» **Records supplied**:

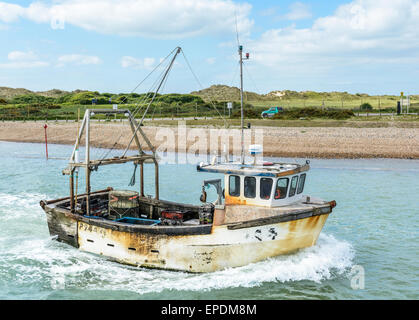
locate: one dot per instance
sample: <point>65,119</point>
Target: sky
<point>360,46</point>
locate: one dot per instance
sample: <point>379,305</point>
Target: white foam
<point>16,206</point>
<point>45,260</point>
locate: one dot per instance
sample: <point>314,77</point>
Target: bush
<point>310,112</point>
<point>366,107</point>
<point>247,113</point>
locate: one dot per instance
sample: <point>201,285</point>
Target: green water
<point>374,227</point>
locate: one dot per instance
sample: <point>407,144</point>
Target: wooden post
<point>142,179</point>
<point>46,141</point>
<point>87,162</point>
<point>156,177</point>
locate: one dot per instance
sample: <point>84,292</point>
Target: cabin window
<point>265,188</point>
<point>234,186</point>
<point>250,187</point>
<point>293,186</point>
<point>281,188</point>
<point>301,183</point>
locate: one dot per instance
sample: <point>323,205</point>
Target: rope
<point>132,182</point>
<point>199,83</point>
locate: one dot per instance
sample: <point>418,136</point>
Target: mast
<point>241,101</point>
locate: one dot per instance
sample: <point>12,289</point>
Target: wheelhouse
<point>268,185</point>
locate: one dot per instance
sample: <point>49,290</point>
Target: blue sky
<point>369,46</point>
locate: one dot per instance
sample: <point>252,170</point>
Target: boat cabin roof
<point>265,169</point>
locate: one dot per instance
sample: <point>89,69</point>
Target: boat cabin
<point>267,184</point>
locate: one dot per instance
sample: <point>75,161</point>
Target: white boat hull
<point>222,248</point>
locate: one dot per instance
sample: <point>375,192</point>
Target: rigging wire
<point>139,105</point>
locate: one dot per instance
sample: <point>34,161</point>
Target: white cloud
<point>155,19</point>
<point>210,60</point>
<point>10,12</point>
<point>78,59</point>
<point>22,60</point>
<point>20,55</point>
<point>298,11</point>
<point>137,63</point>
<point>363,30</point>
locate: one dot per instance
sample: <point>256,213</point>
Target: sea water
<point>368,248</point>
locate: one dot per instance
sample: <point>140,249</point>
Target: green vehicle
<point>271,112</point>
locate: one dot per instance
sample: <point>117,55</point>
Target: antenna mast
<point>241,100</point>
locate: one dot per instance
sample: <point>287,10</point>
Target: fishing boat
<point>260,212</point>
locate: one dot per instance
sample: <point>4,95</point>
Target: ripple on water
<point>52,265</point>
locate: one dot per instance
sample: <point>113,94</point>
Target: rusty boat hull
<point>191,248</point>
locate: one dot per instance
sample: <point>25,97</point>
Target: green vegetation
<point>22,104</point>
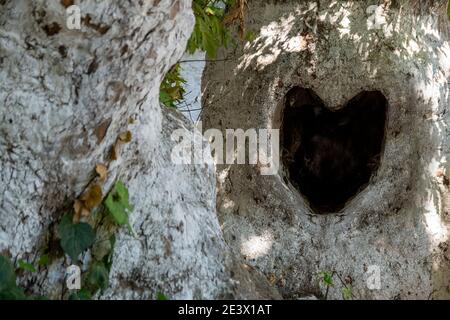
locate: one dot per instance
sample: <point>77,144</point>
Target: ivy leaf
<point>75,238</point>
<point>118,204</point>
<point>327,278</point>
<point>98,277</point>
<point>7,275</point>
<point>8,288</point>
<point>43,260</point>
<point>83,294</point>
<point>13,293</point>
<point>448,10</point>
<point>26,266</point>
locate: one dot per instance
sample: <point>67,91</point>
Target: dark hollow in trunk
<point>330,156</point>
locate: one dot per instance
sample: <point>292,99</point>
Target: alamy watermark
<point>259,147</point>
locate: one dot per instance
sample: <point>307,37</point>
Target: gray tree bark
<point>399,223</point>
<point>65,98</point>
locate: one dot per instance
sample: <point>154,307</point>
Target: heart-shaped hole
<point>330,156</point>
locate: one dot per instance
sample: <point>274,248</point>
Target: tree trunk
<point>66,98</point>
<point>390,238</point>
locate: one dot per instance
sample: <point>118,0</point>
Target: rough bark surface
<point>66,95</point>
<point>400,221</point>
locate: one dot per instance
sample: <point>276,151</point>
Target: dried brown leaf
<point>102,171</point>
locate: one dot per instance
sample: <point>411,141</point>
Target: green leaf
<point>43,260</point>
<point>98,277</point>
<point>83,294</point>
<point>13,293</point>
<point>161,296</point>
<point>347,293</point>
<point>75,238</point>
<point>448,10</point>
<point>26,266</point>
<point>118,204</point>
<point>327,278</point>
<point>7,275</point>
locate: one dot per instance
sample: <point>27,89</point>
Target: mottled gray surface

» **Request**:
Reproduce all the records above with each "sample" swapped for "reference" and everything else left unchanged. Leave the pictures out of your answer.

» **Result of the task**:
locate: one dot per instance
reference: <point>65,119</point>
Target: sky
<point>360,46</point>
locate: one dot per instance
reference: <point>379,305</point>
Target: white foam
<point>16,206</point>
<point>45,260</point>
locate: one dot per instance
reference: <point>314,77</point>
Target: bush
<point>310,112</point>
<point>366,107</point>
<point>247,113</point>
locate: one dot per instance
reference: <point>201,285</point>
Target: green water
<point>374,227</point>
locate: one dot per instance
reference: <point>407,144</point>
Target: wooden post
<point>142,179</point>
<point>46,141</point>
<point>87,162</point>
<point>156,177</point>
locate: one dot per instance
reference: <point>84,292</point>
Target: cabin window
<point>265,188</point>
<point>234,186</point>
<point>250,187</point>
<point>293,186</point>
<point>281,188</point>
<point>301,183</point>
locate: one dot per instance
reference: <point>323,205</point>
Target: rope
<point>132,182</point>
<point>199,83</point>
locate: one dot per instance
reference: <point>418,136</point>
Target: mast
<point>241,101</point>
locate: one dot per instance
reference: <point>12,289</point>
Target: wheelhouse
<point>268,185</point>
locate: one dot per instance
reference: <point>49,290</point>
Target: blue sky
<point>369,46</point>
locate: one dot per instance
reference: <point>252,170</point>
Target: boat cabin roof
<point>265,169</point>
locate: one dot per instance
reference: <point>89,69</point>
Target: boat cabin
<point>267,184</point>
locate: one dot per instance
reference: <point>75,161</point>
Target: white boat hull
<point>222,248</point>
locate: one dot per instance
reference: <point>375,192</point>
Target: rigging wire
<point>139,105</point>
locate: one dot per instance
reference: <point>34,161</point>
Target: white cloud
<point>155,19</point>
<point>210,60</point>
<point>10,12</point>
<point>78,59</point>
<point>22,60</point>
<point>20,55</point>
<point>298,11</point>
<point>137,63</point>
<point>363,30</point>
locate: one dot per instance
reference: <point>256,213</point>
Target: sea water
<point>368,248</point>
locate: one dot per instance
reference: <point>140,249</point>
Target: green vehicle
<point>271,112</point>
locate: one dot per instance
reference: <point>117,55</point>
Target: antenna mast
<point>241,100</point>
locate: one dot per instance
reference: <point>287,10</point>
Target: fishing boat
<point>260,212</point>
locate: one dot per instance
reference: <point>4,95</point>
Target: ripple on water
<point>52,265</point>
locate: one dot per instance
reference: <point>113,94</point>
Target: rusty boat hull
<point>191,248</point>
locate: one dot per instance
reference: <point>25,97</point>
Target: green vegetation
<point>22,104</point>
locate: one dot per instance
reference: <point>77,144</point>
Target: ivy leaf
<point>75,238</point>
<point>118,204</point>
<point>327,278</point>
<point>98,277</point>
<point>7,275</point>
<point>8,288</point>
<point>43,260</point>
<point>83,294</point>
<point>13,293</point>
<point>448,10</point>
<point>26,266</point>
locate: one dot per instance
reference: <point>67,91</point>
Target: dark hollow in trunk
<point>330,156</point>
locate: one dot per instance
reference: <point>292,99</point>
Target: alamy watermark
<point>259,147</point>
locate: one dot per instance
reference: <point>307,37</point>
Target: gray tree bark
<point>399,223</point>
<point>65,98</point>
locate: one dot per instance
reference: <point>154,307</point>
Target: heart-shaped hole
<point>330,156</point>
locate: one dot per instance
reference: <point>274,248</point>
Target: tree trunk
<point>66,98</point>
<point>390,238</point>
locate: one dot per instance
reference: <point>118,0</point>
Target: rough bark surface
<point>66,95</point>
<point>400,221</point>
locate: one dot per instance
reference: <point>276,151</point>
Target: dried brown leaf
<point>102,171</point>
locate: one dot per instance
reference: <point>411,141</point>
Target: green leaf
<point>43,260</point>
<point>98,277</point>
<point>83,294</point>
<point>13,293</point>
<point>161,296</point>
<point>347,293</point>
<point>75,238</point>
<point>448,10</point>
<point>26,266</point>
<point>118,204</point>
<point>327,278</point>
<point>7,275</point>
locate: one dot per instance
reference: <point>27,89</point>
Target: mottled gray surface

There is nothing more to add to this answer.